*** Opening of Selected excerpt ***
Be clear that Donald Trump deserves no applause for belatedly and petulantly signing a COVID-19 relief bill after dithering through a weekend of golf and rage-tweeting.
Emphasis supplied from New York Times report:
The legislative package will provide billions of dollars for the distribution of vaccines, funds for schools, small businesses, hospitals and American families, and money needed to keep the government open for the remainder of the fiscal year. The enactment came less than 48 hours before the government would have shut down and just days before an eviction moratorium and other critical pandemic relief provisions were set to expire.
But it also came after two critical unemployment programs lapsed, guaranteeing a delay in benefits for millions of unemployed Americans.
More details on the affected programs, with impact that undoubtedly applies in Trump-loving Arkansas:
While the legislation provides for expanded and extended unemployment benefits, Mr. Trump’s delay in signing allowed two critical programs to lapse this weekend and guarantees a delay in benefits for millions of Americans who had relied on the income. The legislation provides for a weekly $300 federal benefit — about half the original benefit established in the March stimulus law — for 11 weeks, and extends the two programs.
With state unemployment agencies waiting for federal guidance on how to put the new legislation in place, it is unclear how quickly those programs could resume and whether the benefits would be retroactive to accommodate the delay. Because unemployment benefits are processed weekly and the legislation was not signed before the beginning of the week, it is likely that workers in most states will lose a week of benefits under the expanded program, as well as a week with the $300 supplemental benefit.
I’ve asked Workforce Services for specific guidance in Arkansas.
Today, Democrats will take Trump up on is proposal to increase aid to $2,000 per worker from $600. I await the roll calls among Republicans on this idea, particularly in the GOP-controlled Senate.
Golfing continues, by the way.
2,400 Americans died yesterday….Another 2,000-plus will die today. And then 2,000-plus the day after, and likely the day after-that and the day-after that and…. https://t.co/IKBD2Ta2zf
— David Corn (@DavidCornDC) December 28, 2020
UPDATE: Still no word from Arkansas officials on how Trump’s delay in signing the legislation will affect people in Arkansas qualifying for the regular extra unemployment assistance of $300 a week or the payments for gig workers. Under normal rules, the programs have to be in effect when a payroll week begins. The lapse of the programs could mean a one-week loss of benefits to those covered workers and a reapplication process. Reported CNB C:
‘But it is possible that workers could receive back pay for the missing week, Michele Evermore, senior policy analyst for the National Employment Law Project, tells CNBC Make It. That will depend on how states, which pay out unemployment claims, are able to interpret language around their unemployment contracts with the Department of Labor, she says. There will be more federal guidance on that sometime this week.
*** Close of Selected excerpt ***
*** Opening of Entries supplied ***
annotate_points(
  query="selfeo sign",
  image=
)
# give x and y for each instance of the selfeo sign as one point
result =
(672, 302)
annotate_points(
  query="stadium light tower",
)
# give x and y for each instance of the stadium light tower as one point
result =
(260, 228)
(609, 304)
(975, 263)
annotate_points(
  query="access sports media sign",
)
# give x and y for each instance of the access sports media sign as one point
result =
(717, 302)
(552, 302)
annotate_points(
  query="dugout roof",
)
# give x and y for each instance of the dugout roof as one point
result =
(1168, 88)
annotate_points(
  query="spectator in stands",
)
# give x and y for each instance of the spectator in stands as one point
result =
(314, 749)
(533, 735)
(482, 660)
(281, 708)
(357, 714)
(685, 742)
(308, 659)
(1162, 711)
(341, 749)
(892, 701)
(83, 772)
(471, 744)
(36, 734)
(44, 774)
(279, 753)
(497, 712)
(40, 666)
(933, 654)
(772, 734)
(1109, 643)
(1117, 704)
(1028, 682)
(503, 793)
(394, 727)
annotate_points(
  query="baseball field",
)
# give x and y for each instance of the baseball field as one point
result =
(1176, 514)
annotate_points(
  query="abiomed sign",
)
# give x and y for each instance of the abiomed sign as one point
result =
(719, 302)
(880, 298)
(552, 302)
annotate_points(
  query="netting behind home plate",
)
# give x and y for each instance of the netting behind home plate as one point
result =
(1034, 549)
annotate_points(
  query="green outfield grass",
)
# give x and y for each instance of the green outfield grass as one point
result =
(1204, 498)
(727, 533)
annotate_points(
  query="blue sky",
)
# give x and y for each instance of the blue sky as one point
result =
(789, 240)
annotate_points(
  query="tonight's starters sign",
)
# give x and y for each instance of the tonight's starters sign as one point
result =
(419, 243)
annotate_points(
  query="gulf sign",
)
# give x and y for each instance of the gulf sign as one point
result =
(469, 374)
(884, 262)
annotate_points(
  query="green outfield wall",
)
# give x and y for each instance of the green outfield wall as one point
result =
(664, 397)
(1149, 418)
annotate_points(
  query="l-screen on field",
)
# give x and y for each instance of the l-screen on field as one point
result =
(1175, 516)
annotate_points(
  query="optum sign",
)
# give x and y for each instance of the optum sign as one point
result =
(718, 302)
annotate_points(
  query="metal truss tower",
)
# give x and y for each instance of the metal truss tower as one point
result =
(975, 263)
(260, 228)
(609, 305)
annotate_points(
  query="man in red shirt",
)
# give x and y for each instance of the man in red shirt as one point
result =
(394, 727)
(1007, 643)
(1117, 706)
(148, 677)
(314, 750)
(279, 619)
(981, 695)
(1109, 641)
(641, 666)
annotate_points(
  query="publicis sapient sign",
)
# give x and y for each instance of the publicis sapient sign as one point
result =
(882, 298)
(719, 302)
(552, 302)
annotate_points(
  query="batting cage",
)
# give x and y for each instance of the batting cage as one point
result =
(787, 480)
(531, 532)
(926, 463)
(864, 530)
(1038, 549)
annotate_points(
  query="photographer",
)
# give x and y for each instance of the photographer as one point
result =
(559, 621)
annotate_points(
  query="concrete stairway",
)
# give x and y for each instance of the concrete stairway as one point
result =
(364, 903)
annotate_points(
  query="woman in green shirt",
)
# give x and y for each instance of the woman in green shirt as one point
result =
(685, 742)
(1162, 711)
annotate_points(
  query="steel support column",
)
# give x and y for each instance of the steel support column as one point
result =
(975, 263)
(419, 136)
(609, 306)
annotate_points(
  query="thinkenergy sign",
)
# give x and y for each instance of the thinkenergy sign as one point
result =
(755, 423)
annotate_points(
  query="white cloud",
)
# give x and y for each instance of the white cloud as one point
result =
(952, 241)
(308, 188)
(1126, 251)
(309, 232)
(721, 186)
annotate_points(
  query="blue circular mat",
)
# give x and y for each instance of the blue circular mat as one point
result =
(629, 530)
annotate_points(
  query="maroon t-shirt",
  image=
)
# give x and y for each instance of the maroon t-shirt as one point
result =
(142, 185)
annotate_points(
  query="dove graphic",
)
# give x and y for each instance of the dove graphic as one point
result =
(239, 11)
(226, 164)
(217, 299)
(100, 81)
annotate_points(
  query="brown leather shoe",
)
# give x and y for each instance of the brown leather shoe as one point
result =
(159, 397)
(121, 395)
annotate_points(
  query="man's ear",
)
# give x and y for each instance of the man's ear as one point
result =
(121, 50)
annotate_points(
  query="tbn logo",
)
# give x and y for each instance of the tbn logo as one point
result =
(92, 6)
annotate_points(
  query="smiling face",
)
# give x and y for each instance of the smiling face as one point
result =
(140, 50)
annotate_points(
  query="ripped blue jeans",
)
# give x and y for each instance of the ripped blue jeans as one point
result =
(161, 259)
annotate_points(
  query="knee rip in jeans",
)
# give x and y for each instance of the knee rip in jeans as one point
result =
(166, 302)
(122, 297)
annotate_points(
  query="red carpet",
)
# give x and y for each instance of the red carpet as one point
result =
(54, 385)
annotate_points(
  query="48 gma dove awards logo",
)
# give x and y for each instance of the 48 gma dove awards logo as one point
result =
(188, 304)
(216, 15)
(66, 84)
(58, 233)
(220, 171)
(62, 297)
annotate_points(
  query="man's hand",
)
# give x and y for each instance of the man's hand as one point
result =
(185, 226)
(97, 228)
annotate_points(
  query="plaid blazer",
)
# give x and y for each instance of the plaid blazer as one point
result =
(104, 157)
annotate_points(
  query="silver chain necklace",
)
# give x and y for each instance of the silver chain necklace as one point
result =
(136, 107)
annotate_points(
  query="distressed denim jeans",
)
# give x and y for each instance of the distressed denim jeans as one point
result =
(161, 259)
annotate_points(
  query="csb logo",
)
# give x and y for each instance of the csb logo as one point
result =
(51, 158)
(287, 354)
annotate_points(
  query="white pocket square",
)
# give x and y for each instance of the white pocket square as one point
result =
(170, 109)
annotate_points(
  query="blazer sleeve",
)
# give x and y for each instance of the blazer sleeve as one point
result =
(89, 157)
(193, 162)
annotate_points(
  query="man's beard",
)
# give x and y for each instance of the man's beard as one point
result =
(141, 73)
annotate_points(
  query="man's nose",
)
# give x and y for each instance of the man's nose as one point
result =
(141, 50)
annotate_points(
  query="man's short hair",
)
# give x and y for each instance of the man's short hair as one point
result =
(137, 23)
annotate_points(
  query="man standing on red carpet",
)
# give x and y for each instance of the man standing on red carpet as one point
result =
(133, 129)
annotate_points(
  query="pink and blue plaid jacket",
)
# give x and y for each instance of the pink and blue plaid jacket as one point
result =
*** Close of Entries supplied ***
Task instructions >> From the post on the COVID-19 relief bill, extract the passage from "Be clear that" up to and including "set to expire.". The items play no part in this exercise.

Problem solution >>
Be clear that Donald Trump deserves no applause for belatedly and petulantly signing a COVID-19 relief bill after dithering through a weekend of golf and rage-tweeting.
Emphasis supplied from New York Times report:
The legislative package will provide billions of dollars for the distribution of vaccines, funds for schools, small businesses, hospitals and American families, and money needed to keep the government open for the remainder of the fiscal year. The enactment came less than 48 hours before the government would have shut down and just days before an eviction moratorium and other critical pandemic relief provisions were set to expire.